What is needed: What follows is a block of records; reproduce all of it verbatim.
********
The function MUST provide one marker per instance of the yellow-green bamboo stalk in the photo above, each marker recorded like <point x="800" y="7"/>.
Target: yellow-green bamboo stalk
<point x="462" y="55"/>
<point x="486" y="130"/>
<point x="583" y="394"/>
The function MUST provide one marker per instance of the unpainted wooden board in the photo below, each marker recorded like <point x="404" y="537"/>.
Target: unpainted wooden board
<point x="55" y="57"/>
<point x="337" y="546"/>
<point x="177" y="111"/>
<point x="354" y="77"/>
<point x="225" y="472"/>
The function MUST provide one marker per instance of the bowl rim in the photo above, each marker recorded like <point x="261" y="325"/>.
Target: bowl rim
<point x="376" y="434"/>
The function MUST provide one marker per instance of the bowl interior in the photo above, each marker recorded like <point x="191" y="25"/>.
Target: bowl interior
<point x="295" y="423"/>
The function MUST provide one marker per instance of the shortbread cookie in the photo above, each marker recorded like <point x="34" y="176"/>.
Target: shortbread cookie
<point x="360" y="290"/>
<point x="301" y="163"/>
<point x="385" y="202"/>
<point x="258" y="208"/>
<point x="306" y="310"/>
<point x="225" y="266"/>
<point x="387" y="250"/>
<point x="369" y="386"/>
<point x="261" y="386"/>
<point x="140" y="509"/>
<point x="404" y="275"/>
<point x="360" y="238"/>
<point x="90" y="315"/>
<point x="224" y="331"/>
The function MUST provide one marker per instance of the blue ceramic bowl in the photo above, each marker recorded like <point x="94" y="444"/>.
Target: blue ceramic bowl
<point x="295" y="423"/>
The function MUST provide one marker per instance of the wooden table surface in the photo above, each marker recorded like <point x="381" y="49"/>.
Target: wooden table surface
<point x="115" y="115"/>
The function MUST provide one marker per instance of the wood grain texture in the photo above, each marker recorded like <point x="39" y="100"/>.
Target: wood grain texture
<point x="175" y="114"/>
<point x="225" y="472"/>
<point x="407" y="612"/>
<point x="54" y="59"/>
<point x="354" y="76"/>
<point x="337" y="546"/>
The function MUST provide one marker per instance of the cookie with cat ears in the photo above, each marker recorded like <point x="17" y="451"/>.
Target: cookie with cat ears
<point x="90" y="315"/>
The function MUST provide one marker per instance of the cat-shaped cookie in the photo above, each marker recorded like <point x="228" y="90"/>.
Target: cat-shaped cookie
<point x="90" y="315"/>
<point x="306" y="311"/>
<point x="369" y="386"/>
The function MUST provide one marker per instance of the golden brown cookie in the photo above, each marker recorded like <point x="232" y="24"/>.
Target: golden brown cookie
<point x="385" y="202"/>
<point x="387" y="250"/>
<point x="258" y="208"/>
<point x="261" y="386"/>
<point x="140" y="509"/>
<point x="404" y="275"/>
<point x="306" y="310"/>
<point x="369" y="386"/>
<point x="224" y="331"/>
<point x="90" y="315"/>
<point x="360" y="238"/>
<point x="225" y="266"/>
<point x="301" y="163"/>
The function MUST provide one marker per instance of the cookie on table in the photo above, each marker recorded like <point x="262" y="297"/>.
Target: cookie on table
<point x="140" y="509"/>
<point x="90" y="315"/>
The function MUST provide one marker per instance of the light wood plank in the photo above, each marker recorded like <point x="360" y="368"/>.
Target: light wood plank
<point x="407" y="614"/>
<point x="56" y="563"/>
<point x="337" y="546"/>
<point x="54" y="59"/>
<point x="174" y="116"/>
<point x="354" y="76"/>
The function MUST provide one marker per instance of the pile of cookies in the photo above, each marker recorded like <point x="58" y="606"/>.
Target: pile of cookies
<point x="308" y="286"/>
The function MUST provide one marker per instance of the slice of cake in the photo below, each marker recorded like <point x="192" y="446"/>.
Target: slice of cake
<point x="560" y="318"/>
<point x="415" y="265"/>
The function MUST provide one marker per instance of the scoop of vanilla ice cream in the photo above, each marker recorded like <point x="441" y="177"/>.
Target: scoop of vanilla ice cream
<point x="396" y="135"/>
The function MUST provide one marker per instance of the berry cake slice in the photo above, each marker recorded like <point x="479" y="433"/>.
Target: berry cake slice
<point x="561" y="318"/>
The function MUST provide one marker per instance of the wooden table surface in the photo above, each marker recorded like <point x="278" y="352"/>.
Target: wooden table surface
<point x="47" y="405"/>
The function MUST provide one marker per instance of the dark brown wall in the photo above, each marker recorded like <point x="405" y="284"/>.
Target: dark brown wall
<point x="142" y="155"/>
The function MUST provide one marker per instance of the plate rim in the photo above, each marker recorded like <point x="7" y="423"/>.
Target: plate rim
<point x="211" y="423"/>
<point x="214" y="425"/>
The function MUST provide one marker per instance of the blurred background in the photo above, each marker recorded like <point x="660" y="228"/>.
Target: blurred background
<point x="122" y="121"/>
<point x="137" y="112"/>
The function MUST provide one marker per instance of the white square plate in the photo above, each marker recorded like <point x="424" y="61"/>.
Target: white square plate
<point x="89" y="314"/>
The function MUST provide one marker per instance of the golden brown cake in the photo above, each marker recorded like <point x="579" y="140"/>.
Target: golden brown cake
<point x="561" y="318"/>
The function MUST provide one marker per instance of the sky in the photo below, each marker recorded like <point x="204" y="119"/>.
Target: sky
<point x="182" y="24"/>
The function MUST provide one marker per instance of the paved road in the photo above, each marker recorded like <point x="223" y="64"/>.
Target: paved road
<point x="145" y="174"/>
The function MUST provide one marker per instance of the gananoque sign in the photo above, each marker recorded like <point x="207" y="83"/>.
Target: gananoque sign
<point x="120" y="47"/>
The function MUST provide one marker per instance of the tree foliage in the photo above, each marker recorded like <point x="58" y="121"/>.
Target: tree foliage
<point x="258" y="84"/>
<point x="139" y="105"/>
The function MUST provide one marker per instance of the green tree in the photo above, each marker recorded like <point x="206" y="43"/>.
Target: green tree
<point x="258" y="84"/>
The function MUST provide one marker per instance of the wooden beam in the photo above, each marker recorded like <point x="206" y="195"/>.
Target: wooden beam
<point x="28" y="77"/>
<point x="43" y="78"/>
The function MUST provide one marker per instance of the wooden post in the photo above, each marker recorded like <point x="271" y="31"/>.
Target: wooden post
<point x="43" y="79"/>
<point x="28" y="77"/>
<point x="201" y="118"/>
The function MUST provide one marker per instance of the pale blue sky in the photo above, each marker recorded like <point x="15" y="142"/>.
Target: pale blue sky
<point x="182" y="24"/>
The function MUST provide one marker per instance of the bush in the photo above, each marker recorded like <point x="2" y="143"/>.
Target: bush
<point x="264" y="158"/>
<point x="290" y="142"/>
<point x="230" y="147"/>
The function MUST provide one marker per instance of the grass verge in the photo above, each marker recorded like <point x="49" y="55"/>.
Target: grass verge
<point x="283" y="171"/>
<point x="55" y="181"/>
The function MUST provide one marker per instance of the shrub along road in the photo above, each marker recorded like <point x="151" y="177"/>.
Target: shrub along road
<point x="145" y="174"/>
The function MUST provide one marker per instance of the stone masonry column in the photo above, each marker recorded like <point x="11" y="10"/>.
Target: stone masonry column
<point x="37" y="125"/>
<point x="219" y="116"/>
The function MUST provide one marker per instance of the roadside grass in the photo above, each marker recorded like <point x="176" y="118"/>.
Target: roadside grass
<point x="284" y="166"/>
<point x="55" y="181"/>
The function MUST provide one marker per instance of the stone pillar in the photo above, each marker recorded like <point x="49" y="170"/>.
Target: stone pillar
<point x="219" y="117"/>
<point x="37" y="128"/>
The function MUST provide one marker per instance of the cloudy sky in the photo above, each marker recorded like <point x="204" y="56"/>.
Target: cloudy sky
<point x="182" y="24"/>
********
Completed exercise:
The function MUST provide one marker per instance of the yellow-green bamboo stalk in the photo above, each marker recorded like <point x="800" y="7"/>.
Target: yellow-green bamboo stalk
<point x="462" y="55"/>
<point x="486" y="130"/>
<point x="583" y="394"/>
The function MUST provide one marker per instance of the unpainted wooden board in the photo below, each marker recorded like <point x="404" y="537"/>.
Target: unpainted wooden board
<point x="55" y="57"/>
<point x="337" y="546"/>
<point x="177" y="111"/>
<point x="354" y="77"/>
<point x="225" y="472"/>
The function MUST provide one marker per instance of the bowl rim in the photo above, each marker recorded like <point x="261" y="325"/>.
Target: bowl rim
<point x="376" y="434"/>
The function MUST provide one marker per instance of the bowl interior in the photo above, each marker recorded like <point x="191" y="25"/>.
Target: bowl interior
<point x="295" y="423"/>
The function MUST provide one marker per instance of the shortbread cookie in the photo above, each marker recorded like <point x="34" y="176"/>.
Target: shortbread cookie
<point x="360" y="290"/>
<point x="301" y="163"/>
<point x="385" y="202"/>
<point x="258" y="208"/>
<point x="306" y="310"/>
<point x="225" y="266"/>
<point x="387" y="250"/>
<point x="369" y="386"/>
<point x="261" y="386"/>
<point x="140" y="509"/>
<point x="404" y="275"/>
<point x="360" y="238"/>
<point x="90" y="315"/>
<point x="224" y="331"/>
The function MUST provide one marker per instance of the blue ceramic bowl in the photo above, each marker recorded like <point x="94" y="444"/>.
Target: blue ceramic bowl
<point x="295" y="423"/>
The function MUST provide one marker per instance of the wooden table surface in the photo above, each marker recorded like <point x="381" y="49"/>.
Target: wooden table surface
<point x="115" y="115"/>
The function MUST provide one marker per instance of the wood grain texture in the photo above, each marker recorded like <point x="39" y="100"/>.
Target: wood grain texture
<point x="175" y="114"/>
<point x="225" y="472"/>
<point x="407" y="612"/>
<point x="54" y="59"/>
<point x="354" y="76"/>
<point x="337" y="546"/>
The function MUST provide one marker per instance of the cookie with cat ears in the photo above, each marker recorded like <point x="17" y="451"/>.
Target: cookie with cat ears
<point x="90" y="315"/>
The function MUST provide one marker per instance of the cat-shaped cookie in the photo above, each marker recorded like <point x="228" y="90"/>.
Target: cat-shaped cookie
<point x="90" y="315"/>
<point x="306" y="311"/>
<point x="369" y="386"/>
The function MUST provide one marker per instance of the golden brown cookie in the photo above, each marker recorded like <point x="232" y="24"/>.
Target: golden brown cookie
<point x="385" y="202"/>
<point x="387" y="250"/>
<point x="258" y="208"/>
<point x="261" y="386"/>
<point x="140" y="509"/>
<point x="404" y="275"/>
<point x="306" y="310"/>
<point x="369" y="386"/>
<point x="224" y="331"/>
<point x="90" y="315"/>
<point x="360" y="238"/>
<point x="225" y="266"/>
<point x="301" y="163"/>
The function MUST provide one marker per instance of the cookie on table in the photo above, each marker recorded like <point x="262" y="297"/>.
Target: cookie on table
<point x="140" y="509"/>
<point x="90" y="315"/>
The function MUST provide one marker per instance of the light wood plank in the photo above, each marker recorded like <point x="360" y="368"/>.
Target: light wood plank
<point x="407" y="614"/>
<point x="56" y="563"/>
<point x="337" y="546"/>
<point x="54" y="59"/>
<point x="174" y="116"/>
<point x="354" y="76"/>
The function MUST provide one marker per instance of the pile of cookies in the photo above, each marker recorded like <point x="58" y="606"/>.
Target: pile of cookies
<point x="308" y="286"/>
The function MUST provide one marker per instance of the slice of cake in the photo below, each marker recorded like <point x="192" y="446"/>.
Target: slice of cake
<point x="560" y="318"/>
<point x="415" y="265"/>
The function MUST provide one marker per instance of the scoop of vanilla ice cream in the photo above, each marker recorded like <point x="441" y="177"/>.
Target: scoop of vanilla ice cream
<point x="396" y="135"/>
The function MUST provide one marker per instance of the berry cake slice in the photo above, each marker recorded like <point x="479" y="433"/>.
Target: berry cake slice
<point x="561" y="318"/>
The function MUST provide one marker per instance of the wooden table surface in the photo above, each marker recorded like <point x="278" y="352"/>.
Target: wooden table surface
<point x="47" y="405"/>
The function MUST provide one marker per instance of the dark brown wall in the photo above, each marker recorded like <point x="405" y="284"/>.
Target: dark brown wall
<point x="142" y="155"/>
The function MUST provide one marker per instance of the plate rim in the photo above, each marker recorded like <point x="7" y="423"/>.
Target: plate rim
<point x="211" y="423"/>
<point x="214" y="425"/>
The function MUST provide one marker per instance of the blurred background in the photo above, each marker recorded like <point x="660" y="228"/>.
Target: blurred background
<point x="122" y="121"/>
<point x="137" y="112"/>
The function MUST provide one marker per instance of the white square plate in the photo above, each marker recorded like <point x="424" y="61"/>.
Target: white square plate
<point x="89" y="314"/>
The function MUST provide one marker per instance of the golden brown cake in the photo above, each marker recorded like <point x="579" y="140"/>.
Target: golden brown cake
<point x="561" y="318"/>
The function MUST provide one marker per instance of the sky in the photo below, each marker recorded like <point x="204" y="119"/>.
Target: sky
<point x="182" y="24"/>
The function MUST provide one marker per instance of the paved road in the photo above, each marker recorded like <point x="223" y="64"/>.
Target: paved road
<point x="145" y="174"/>
The function MUST provide one marker per instance of the gananoque sign in the photo above, each marker recorded like <point x="207" y="83"/>.
Target: gananoque sign
<point x="120" y="47"/>
The function MUST provide one marker per instance of the tree foliage in the photo above, each marker recorded like <point x="58" y="121"/>.
Target: tree foliage
<point x="258" y="84"/>
<point x="139" y="105"/>
The function MUST provide one marker per instance of the green tree in the photo above, each marker recorded like <point x="206" y="43"/>.
Target: green tree
<point x="258" y="84"/>
The function MUST provide one marker per instance of the wooden beam in the photo above, each marker recorded like <point x="206" y="195"/>.
Target: wooden beam
<point x="28" y="77"/>
<point x="43" y="78"/>
The function MUST provide one marker per instance of the wooden post in the photo above, each marker recorded like <point x="271" y="31"/>.
Target: wooden post
<point x="43" y="79"/>
<point x="28" y="77"/>
<point x="201" y="118"/>
The function MUST provide one marker per instance of the pale blue sky in the photo above, each marker recorded like <point x="15" y="142"/>.
Target: pale blue sky
<point x="182" y="24"/>
The function MUST provide one marker per instance of the bush in the photo above, each marker recorded like <point x="2" y="143"/>.
Target: bush
<point x="264" y="158"/>
<point x="290" y="142"/>
<point x="230" y="147"/>
The function MUST provide one marker per instance of the grass verge in the photo above, each marker recorded like <point x="49" y="55"/>.
Target: grass verge
<point x="283" y="171"/>
<point x="55" y="181"/>
The function MUST provide one marker per instance of the shrub along road in the photo above, each marker recorded like <point x="151" y="177"/>.
Target: shrub along road
<point x="145" y="174"/>
The function MUST provide one marker per instance of the stone masonry column in the photo above, each marker recorded like <point x="11" y="10"/>.
Target: stone masonry column
<point x="37" y="125"/>
<point x="219" y="116"/>
The function MUST provide one marker per instance of the roadside grass in the photo above, each marker recorded like <point x="176" y="118"/>.
Target: roadside grass
<point x="284" y="166"/>
<point x="55" y="181"/>
The function MUST provide one marker per instance of the stone pillar in the photo above, each marker recorded like <point x="49" y="170"/>.
Target: stone pillar
<point x="219" y="117"/>
<point x="37" y="128"/>
The function MUST provide one marker per instance of the cloudy sky in the photo above, each marker recorded like <point x="204" y="56"/>.
Target: cloudy sky
<point x="182" y="24"/>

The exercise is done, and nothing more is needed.